(Annotation records)
★ ★ ★ ★ ★

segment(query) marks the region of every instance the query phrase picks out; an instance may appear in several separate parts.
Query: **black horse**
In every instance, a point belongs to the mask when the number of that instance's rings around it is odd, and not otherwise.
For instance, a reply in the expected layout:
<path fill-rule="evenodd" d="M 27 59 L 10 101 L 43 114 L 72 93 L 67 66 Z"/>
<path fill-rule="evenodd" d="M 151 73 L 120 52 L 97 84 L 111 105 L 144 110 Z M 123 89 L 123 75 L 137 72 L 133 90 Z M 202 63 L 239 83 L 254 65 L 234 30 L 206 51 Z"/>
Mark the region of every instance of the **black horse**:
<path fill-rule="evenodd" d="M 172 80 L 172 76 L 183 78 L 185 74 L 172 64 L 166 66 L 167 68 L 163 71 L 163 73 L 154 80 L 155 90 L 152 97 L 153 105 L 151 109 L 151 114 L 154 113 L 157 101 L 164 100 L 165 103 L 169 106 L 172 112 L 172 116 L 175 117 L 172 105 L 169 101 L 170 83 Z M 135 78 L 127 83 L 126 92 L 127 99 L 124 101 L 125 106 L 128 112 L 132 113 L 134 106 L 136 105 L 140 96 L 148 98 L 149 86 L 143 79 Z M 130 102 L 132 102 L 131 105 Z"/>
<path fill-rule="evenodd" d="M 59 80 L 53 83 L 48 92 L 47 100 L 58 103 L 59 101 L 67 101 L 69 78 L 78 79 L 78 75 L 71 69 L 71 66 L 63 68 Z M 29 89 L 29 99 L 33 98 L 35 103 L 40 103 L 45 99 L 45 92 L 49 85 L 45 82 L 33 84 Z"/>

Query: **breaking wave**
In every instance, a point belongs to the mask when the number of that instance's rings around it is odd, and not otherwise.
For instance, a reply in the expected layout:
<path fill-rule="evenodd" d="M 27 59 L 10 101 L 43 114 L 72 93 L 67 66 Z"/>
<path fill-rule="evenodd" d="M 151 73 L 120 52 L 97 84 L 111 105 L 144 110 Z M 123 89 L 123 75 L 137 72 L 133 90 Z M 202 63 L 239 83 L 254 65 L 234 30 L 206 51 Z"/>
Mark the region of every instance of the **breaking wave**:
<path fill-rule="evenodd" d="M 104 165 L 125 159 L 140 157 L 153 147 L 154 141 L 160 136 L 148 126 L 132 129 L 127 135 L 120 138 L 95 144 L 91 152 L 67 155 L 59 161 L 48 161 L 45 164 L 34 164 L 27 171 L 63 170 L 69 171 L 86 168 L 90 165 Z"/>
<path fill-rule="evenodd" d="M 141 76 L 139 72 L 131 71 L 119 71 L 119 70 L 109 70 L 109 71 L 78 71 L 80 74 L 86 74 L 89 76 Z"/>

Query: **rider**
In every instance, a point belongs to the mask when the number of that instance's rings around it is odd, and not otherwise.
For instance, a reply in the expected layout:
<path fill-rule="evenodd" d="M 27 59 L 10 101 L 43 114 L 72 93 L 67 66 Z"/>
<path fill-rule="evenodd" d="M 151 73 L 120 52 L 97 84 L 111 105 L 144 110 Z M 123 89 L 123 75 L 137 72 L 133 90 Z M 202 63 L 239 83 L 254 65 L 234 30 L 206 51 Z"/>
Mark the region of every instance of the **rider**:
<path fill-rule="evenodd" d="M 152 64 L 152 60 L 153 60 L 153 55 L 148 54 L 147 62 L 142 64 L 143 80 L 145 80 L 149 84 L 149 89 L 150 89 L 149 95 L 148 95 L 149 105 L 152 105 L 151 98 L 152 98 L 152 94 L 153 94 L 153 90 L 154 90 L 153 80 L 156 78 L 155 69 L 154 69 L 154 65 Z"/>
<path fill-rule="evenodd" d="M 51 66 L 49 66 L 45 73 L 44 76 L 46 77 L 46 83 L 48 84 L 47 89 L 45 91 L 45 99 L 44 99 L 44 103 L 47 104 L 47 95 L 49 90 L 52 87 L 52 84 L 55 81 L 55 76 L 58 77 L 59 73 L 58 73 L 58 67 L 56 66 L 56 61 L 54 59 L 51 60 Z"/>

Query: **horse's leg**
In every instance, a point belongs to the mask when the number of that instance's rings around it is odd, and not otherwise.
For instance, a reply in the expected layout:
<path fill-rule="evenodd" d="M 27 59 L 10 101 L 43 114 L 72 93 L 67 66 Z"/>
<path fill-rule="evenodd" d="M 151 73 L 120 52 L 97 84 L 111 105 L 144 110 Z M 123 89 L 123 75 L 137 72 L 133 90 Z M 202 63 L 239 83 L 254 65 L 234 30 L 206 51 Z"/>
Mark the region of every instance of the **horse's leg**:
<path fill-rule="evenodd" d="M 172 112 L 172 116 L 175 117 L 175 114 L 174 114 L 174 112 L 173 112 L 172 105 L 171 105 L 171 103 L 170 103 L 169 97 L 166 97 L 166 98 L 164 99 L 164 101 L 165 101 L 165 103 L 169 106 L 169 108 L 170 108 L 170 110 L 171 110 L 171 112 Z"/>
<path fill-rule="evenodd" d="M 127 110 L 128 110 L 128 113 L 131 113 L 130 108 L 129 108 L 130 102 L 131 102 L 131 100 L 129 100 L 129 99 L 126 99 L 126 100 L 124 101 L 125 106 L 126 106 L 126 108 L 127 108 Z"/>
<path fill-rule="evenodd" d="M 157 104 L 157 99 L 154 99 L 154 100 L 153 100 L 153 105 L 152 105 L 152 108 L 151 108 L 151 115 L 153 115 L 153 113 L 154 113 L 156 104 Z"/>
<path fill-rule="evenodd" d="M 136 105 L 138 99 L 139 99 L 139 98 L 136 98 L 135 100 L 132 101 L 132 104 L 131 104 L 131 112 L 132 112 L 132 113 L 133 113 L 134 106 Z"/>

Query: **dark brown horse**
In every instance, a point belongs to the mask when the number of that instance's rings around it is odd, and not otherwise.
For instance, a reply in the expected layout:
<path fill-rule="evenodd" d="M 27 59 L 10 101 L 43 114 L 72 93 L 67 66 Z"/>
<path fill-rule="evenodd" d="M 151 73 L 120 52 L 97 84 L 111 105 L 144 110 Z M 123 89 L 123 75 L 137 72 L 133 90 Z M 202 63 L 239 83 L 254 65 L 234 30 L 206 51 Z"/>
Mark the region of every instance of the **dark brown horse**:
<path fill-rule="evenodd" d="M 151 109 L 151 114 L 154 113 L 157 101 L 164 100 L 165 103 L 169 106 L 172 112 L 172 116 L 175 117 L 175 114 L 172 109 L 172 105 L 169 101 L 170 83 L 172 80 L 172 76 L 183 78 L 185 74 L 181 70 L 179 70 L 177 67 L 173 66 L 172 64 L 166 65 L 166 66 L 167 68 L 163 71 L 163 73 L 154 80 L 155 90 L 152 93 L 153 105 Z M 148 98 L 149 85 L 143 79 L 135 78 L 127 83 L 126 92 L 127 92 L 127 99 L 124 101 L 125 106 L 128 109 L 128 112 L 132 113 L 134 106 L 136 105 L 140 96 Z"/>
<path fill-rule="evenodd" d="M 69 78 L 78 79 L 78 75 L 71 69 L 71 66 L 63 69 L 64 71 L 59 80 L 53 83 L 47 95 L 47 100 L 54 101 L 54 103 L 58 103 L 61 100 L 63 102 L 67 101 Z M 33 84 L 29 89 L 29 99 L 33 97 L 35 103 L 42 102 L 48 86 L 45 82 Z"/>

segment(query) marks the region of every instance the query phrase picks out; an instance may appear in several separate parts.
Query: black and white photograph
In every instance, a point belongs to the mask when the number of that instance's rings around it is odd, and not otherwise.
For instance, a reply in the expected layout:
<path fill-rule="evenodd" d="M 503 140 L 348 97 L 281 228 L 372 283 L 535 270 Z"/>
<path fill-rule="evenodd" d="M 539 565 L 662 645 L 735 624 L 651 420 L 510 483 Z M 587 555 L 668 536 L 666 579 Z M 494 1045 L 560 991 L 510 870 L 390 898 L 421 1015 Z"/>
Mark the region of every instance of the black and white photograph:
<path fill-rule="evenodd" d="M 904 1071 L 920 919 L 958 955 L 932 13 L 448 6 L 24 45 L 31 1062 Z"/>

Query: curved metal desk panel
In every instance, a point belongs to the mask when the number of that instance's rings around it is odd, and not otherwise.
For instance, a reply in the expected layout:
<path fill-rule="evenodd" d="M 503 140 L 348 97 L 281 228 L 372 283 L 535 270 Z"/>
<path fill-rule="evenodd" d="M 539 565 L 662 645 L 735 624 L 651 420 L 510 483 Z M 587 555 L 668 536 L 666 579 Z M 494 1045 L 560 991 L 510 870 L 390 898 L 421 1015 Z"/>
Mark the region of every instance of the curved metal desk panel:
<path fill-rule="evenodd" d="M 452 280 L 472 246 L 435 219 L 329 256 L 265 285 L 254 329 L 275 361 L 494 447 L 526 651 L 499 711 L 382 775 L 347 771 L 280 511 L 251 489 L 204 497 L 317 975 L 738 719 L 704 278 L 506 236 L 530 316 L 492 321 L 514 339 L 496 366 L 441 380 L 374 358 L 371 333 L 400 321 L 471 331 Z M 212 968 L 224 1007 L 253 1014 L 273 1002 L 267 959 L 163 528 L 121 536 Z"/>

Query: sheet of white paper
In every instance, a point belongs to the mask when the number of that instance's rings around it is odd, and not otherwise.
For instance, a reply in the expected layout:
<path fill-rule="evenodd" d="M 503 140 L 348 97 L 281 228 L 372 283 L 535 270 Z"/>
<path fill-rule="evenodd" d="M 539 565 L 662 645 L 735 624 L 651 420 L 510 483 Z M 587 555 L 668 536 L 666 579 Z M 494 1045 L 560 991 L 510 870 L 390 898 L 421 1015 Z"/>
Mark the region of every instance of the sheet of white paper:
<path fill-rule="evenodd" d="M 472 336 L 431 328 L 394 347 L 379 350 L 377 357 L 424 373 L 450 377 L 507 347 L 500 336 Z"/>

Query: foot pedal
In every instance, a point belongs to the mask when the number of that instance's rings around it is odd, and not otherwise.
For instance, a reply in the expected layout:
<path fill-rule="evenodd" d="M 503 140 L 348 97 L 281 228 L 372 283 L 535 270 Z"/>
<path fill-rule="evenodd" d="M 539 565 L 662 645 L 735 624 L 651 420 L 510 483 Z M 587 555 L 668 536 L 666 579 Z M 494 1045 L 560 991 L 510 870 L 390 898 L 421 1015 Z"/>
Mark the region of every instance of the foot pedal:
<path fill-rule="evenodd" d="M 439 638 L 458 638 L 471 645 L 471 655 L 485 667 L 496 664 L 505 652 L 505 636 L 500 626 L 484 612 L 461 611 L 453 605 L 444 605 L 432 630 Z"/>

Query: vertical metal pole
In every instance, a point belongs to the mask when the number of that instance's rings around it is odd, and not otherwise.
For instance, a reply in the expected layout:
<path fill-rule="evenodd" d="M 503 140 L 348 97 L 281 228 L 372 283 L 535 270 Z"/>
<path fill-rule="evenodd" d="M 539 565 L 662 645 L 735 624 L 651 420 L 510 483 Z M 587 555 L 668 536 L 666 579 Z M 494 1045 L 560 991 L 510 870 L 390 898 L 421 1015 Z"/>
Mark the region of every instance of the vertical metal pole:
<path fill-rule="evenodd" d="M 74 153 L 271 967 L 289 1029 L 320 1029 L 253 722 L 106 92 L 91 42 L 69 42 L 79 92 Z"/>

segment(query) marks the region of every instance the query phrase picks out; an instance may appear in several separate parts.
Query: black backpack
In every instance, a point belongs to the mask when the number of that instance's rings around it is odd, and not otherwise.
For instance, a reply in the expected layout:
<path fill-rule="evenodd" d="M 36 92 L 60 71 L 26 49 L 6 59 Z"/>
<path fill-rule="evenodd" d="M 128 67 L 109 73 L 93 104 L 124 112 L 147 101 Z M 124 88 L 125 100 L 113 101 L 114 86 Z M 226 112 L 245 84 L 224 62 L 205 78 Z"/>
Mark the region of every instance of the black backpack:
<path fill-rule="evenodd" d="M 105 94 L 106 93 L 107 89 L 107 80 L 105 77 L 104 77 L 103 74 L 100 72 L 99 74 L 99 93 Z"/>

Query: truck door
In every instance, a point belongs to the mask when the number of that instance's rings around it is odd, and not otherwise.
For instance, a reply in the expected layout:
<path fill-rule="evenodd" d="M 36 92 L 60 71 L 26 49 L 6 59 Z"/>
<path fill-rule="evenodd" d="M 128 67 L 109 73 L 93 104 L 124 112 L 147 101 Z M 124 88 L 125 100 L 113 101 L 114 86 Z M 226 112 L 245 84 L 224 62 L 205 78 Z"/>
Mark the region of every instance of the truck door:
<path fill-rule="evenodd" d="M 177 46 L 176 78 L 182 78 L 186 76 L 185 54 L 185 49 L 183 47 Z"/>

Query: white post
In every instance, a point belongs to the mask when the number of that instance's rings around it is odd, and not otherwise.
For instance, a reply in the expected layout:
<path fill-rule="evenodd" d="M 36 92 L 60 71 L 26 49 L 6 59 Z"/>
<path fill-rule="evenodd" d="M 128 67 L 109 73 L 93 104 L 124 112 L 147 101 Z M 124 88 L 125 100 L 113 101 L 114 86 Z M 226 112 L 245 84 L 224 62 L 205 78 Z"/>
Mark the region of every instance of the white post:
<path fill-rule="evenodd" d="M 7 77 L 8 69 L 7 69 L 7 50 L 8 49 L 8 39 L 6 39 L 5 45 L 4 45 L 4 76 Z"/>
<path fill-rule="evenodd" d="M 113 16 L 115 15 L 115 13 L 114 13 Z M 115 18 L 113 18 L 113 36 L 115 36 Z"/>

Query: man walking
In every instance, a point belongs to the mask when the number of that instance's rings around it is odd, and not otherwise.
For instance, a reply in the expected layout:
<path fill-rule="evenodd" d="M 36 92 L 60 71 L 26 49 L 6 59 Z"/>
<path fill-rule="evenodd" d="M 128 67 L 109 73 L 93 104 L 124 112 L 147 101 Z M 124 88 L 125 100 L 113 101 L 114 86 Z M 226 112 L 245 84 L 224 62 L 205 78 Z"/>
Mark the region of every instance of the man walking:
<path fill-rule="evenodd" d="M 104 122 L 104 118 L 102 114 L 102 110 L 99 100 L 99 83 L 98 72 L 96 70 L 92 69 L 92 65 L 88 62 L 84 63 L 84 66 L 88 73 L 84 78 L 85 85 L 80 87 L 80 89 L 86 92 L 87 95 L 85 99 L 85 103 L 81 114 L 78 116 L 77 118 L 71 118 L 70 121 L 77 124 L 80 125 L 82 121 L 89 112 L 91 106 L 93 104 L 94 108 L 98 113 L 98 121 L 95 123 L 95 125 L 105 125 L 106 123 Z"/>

★ ★ ★ ★ ★

[Exercise brief] Please rewrite the rows between the line holding "Query: **breaking wave**" and the line holding "Mark the region of every instance of the **breaking", inclusive, substituting "crashing wave" for "breaking wave" and changing nothing else. Give only those lines.

[Response to the task]
Query: **crashing wave**
In every instance, a point belongs to the mask when the number of that instance's rings around it is odd, and not otherwise.
For instance, a reply in the expected layout:
<path fill-rule="evenodd" d="M 27 59 L 10 101 L 43 114 L 72 93 L 67 66 Z"/>
<path fill-rule="evenodd" d="M 151 73 L 120 52 L 97 84 L 111 105 L 144 110 Z M 123 89 L 123 75 L 137 72 L 133 90 Z M 202 63 L 239 83 L 254 65 L 234 30 L 206 51 Z"/>
Mark the region of every instance of the **crashing wave**:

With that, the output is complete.